*EXTRACT:*
----

Obviously I need help with that formula...

Thanks!

Amichai.


      Have you set up a spreadsheet the way you stated it above? Is
Column A formatted for dates? Is Column B formatted for time using the
HH:MM format?
      Format for entering a formula in a cell:
1. Always begin the formula with an equal sign =.
2. Enter A2 after the equal sign.
3. Enter an asterisk after the A2.
4. Enter the hourly rate R followed by the Enter key.
      Do this in cell H2. Then use the up key to move the outlined
rectangle back to H2. The formula in the window should be
=A2*R. (Yes, it is this simple.)


Not quite that simple, unfortunately. If the cells are formatted as HH:MM (as Amichai says they are), the numeric value of the cell is the fraction of a day that time represents, not the number of minutes. So what appears as 00:30 (30 minutes) is actually 0.02083333... (=30/(24*60)) as far as any
formula is concerned.

=A2*60*24*(Rate_per_minute)
should do it - A2*60*24 converts the time into a number of minutes, then multiplied by your minutely rate. I'm not sure how reliable that would be if A2 is greater than 24 hours, but that probably isn't an issue to you (unless
you get a lot of very long calls!)

You may want to put the minutely rate in another cell, say J1, and use the
following in H2:
=A2*60*24*$J$1
Then you can easily change the rate for each customer. Using $J$2 (instead of just J1) ensures that J1 is used in every line when you copy the formula
to other cells (as Dan describes below).


       Entering a formula into adjacent cells:
1. Place the outlined rectangle in the first cell.
2. Move the cursor over the small square at the bottom right corner
(vortex) or the outlined rectangle. The cursor becomes a small plus sign
+.

----

(Object grounding data in natural language)
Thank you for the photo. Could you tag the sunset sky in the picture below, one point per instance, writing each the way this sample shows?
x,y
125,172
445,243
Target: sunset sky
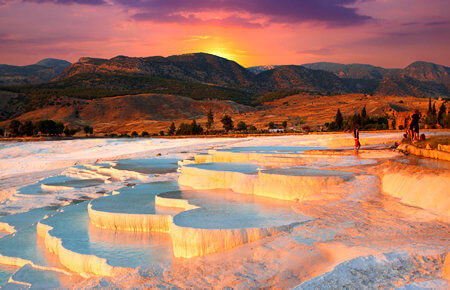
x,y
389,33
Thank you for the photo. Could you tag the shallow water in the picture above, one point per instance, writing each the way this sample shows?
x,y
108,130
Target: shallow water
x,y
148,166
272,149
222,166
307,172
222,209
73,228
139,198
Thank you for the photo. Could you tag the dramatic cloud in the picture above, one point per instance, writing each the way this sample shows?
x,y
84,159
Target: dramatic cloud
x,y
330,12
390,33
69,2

----

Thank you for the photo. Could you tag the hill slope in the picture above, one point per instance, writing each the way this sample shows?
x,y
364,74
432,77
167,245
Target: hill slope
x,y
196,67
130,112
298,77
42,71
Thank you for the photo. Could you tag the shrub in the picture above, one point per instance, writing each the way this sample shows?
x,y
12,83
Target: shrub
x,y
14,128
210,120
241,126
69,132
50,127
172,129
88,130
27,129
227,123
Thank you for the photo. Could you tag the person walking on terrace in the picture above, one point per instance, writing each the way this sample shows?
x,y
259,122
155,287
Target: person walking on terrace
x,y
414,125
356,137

----

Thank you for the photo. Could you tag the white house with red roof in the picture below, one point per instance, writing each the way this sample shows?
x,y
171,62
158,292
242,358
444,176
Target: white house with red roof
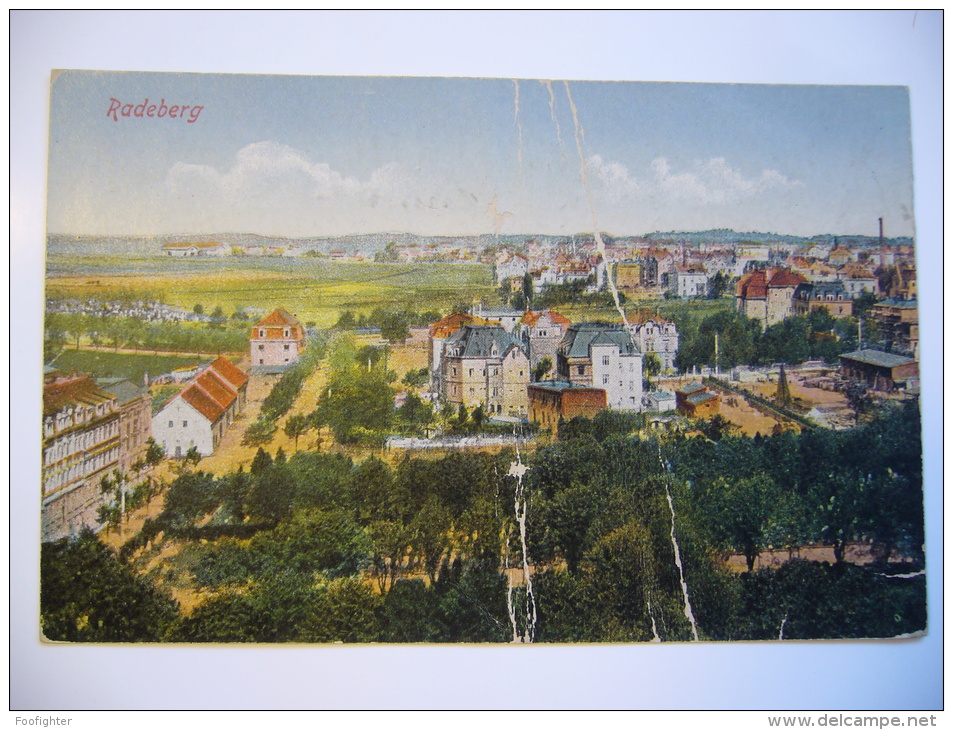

----

*EXERCISE SET:*
a: Rewrite the spreadsheet formula discussion from "3. Enter an" up to and including "very long calls!)", changing "Rate_per_minute" to "Minute_rate".
b: Take the spreadsheet formula discussion further, continuing from its last sentence.
The material stands apart from the spreadsheet formula discussion.

*LIST OF ANSWERS:*
a:
3. Enter an asterisk after the A2.
4. Enter the hourly rate R followed by the Enter key.
      Do this in cell H2. Then use the up key to move the outlined
rectangle back to H2. The formula in the window should be
=A2*R. (Yes, it is this simple.)


Not quite that simple, unfortunately. If the cells are formatted as HH:MM (as Amichai says they are), the numeric value of the cell is the fraction of a day that time represents, not the number of minutes. So what appears as 00:30 (30 minutes) is actually 0.02083333... (=30/(24*60)) as far as any
formula is concerned.

=A2*60*24*(Minute_rate)
should do it - A2*60*24 converts the time into a number of minutes, then multiplied by your minutely rate. I'm not sure how reliable that would be if A2 is greater than 24 hours, but that probably isn't an issue to you (unless
you get a lot of very long calls!)

b:
3. Drag and drop the plus sign + to the last cell.
      This process can be used to copy a formula in a vertical or
horizontal range of cells.
Begin at cell H2 and drag down to H32. Click any of these cells to
see the formula entered into that cell.
Another suggestion: Do this for one sheet. Also enter the Headings
in cells A1, B1, and H1. Now highlight a block of cells containing
columns A through H and rows 1 through 32. A1 should be at the top left
of this block of cells, and H32 should be at the bottom right of it.
Copy this. In each of the sheets, paste this block of cells into cell
A1. You have now formated the sheets and entered the formulas in column
H.
      Now to modify the formulas of each sheet: click cell H2. The
formula appears in the window above the column headers. Change the rate
to what you want in that sheet and click the green check mark to the
left of the window. (It only appears after you change something in this window.) Now drag and drop the formula down to cell H32. Do this for all
the cells. You should be good to go.